# [SHORT TASK]
Count the lines in the items below that contain the string "truck", with case taken into account. Give only the number.
--*--
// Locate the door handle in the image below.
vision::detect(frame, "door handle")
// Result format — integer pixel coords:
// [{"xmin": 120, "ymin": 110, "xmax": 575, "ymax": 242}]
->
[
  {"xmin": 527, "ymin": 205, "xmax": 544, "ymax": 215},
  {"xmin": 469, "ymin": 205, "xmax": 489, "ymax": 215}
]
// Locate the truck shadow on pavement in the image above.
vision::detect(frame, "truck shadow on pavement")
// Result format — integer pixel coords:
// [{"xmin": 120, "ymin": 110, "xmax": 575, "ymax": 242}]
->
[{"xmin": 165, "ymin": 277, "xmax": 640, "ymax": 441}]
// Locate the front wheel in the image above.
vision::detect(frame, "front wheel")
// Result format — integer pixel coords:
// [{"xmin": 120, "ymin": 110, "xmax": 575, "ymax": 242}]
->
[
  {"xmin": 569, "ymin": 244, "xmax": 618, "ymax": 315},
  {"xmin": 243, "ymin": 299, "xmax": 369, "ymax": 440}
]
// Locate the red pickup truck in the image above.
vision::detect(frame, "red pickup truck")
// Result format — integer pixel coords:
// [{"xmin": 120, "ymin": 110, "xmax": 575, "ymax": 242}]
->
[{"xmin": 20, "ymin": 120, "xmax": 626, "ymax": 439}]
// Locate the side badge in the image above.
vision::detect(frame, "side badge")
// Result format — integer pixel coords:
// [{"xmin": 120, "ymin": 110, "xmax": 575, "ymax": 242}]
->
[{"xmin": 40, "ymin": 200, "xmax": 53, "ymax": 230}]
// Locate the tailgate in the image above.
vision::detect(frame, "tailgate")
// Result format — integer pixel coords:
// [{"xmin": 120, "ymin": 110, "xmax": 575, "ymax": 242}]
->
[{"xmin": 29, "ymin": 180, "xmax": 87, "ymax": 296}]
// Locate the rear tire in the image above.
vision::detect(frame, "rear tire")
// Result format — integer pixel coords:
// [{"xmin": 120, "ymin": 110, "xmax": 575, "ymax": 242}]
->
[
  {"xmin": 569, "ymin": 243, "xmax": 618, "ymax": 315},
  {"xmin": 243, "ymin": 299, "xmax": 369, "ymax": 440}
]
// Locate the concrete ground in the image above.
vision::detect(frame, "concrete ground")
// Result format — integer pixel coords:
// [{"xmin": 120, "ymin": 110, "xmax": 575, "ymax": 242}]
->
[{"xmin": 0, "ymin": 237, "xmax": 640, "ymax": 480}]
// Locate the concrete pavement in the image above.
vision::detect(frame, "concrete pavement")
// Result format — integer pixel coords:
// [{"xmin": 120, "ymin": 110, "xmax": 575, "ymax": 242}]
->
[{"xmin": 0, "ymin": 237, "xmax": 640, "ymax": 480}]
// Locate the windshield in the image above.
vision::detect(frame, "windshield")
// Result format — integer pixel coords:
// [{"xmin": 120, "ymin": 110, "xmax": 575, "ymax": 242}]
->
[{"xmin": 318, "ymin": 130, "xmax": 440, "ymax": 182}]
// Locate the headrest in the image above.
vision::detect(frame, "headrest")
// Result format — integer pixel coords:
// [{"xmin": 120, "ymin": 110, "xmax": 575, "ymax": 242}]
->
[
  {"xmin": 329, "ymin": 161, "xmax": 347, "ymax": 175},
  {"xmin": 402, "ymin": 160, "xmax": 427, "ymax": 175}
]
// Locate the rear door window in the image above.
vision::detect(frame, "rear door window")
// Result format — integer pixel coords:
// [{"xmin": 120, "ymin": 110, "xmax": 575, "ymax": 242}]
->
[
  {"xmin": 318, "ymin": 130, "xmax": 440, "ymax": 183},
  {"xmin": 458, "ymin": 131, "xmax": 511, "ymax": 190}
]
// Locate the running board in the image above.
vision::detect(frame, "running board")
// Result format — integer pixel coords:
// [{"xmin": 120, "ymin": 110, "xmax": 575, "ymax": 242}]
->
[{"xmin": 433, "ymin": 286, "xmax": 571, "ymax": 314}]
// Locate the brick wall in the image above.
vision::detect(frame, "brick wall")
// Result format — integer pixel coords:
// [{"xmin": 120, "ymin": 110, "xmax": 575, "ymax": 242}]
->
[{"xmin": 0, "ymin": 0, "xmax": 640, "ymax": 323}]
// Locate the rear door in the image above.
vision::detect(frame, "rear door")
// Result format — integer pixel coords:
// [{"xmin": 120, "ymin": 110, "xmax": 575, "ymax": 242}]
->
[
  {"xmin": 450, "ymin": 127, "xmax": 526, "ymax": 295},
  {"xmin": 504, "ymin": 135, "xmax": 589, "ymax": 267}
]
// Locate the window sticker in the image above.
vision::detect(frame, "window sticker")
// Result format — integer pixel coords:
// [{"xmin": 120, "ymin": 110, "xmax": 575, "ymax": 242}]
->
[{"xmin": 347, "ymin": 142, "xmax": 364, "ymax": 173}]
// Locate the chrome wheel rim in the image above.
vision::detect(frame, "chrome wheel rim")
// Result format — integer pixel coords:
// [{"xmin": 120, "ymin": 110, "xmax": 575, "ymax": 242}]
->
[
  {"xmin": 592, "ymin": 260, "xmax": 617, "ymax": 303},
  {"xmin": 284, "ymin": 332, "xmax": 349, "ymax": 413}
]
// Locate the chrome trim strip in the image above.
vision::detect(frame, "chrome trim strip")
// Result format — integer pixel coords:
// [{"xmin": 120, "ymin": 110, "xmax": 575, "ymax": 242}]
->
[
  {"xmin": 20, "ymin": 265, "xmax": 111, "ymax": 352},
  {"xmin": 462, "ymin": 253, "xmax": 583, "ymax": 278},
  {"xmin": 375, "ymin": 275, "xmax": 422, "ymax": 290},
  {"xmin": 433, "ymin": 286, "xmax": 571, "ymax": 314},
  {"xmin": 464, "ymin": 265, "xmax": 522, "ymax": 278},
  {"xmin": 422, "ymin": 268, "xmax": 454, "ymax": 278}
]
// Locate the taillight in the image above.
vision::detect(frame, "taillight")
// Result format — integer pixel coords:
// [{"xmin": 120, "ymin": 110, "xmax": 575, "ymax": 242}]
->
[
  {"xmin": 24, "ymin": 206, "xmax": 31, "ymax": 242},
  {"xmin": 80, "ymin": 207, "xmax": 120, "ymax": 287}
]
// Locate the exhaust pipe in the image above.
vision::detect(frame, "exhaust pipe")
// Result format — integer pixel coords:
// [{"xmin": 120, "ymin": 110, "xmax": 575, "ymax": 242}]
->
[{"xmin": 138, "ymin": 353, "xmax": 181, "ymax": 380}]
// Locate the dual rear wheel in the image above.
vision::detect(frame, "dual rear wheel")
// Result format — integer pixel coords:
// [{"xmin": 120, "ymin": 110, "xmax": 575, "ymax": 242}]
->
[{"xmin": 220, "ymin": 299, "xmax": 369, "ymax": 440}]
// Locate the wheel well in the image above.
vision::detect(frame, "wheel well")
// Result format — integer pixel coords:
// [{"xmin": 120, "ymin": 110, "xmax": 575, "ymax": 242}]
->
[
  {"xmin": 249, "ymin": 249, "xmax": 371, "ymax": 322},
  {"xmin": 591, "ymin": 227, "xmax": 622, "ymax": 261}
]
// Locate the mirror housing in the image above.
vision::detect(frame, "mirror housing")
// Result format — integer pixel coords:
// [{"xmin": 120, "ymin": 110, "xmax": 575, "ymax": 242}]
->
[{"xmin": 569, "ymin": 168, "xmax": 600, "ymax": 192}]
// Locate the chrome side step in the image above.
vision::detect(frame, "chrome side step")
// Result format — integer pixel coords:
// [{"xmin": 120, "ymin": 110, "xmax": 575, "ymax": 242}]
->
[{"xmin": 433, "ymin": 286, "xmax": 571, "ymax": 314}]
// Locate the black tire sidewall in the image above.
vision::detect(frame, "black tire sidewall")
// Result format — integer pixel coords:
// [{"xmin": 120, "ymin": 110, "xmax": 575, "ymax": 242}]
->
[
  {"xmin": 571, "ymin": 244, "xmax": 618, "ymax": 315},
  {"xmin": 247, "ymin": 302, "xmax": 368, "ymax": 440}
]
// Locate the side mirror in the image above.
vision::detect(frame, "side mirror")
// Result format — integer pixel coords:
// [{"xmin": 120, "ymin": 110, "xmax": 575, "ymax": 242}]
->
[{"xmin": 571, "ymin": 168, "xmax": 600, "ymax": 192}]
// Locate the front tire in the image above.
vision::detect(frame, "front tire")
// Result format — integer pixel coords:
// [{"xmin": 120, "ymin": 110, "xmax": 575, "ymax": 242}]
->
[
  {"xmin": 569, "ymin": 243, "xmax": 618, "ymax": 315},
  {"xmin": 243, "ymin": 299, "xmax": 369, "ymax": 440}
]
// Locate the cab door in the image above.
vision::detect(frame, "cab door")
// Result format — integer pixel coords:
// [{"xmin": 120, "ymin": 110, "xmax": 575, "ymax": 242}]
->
--*--
# [EXERCISE SOLUTION]
4